Text for analysis
The government has stepped up its efforts to prevent the unnecessary use of antibiotics with a national campaign designed to remind doctors of the growing problem of resistance to them.

The first national public education campaign to discourage the over-use of antibiotics was launched nearly 10 years ago, but resistance is snowballing and immediate action is essential to retain the efficacy of these treatments, particularly as the number of new drugs hitting the market has slowed in the last few years, according to the Department of Health.

Last year, researchers at the University of Sunderland found that 74% of surgical patients at Sunderland Royal Hospital received more antibiotic than the recommended dose, while the rate of over-prescribing had increased 20% since a previous study in 2006.

But aside from incorrect prescriptions for antibiotics, which are too often dished out for conditions such as the common cold that is caused by a virus and not bacteria, the growing rate of resistance is also down to patients not taking their drugs properly, such as too infrequently or not finishing the course at all.

Data excerpts

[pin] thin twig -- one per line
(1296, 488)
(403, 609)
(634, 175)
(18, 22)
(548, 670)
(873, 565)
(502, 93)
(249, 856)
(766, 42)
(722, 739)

Task requirements
1. According to the passage on antibiotic resistance, what percentage of surgical patients at Sunderland Royal Hospital received more antibiotic than the recommended dose?
2. Write the next part of the passage on antibiotic resistance, picking up after its final sentence.
The material is not needed for this work.

Answers below
1. 74%

2.
Targeting the public and prescribers
The government’s new campaign aims to educate both the public and healthcare professionals to the growing problem of resistance, and involves the placing of adverts in national newspapers and magazines as well as the provision of posters and leaflets in GPs surgeries and pharmacies to help raise awareness of the dangers.

"Antibiotic resistance is becoming more common and in recent years fewer new antibiotics have been discovered…We must all play a part in conserving antibiotics as a valuable clinical resource,” stressed Chief Medical Officer Sir Liam Donaldson.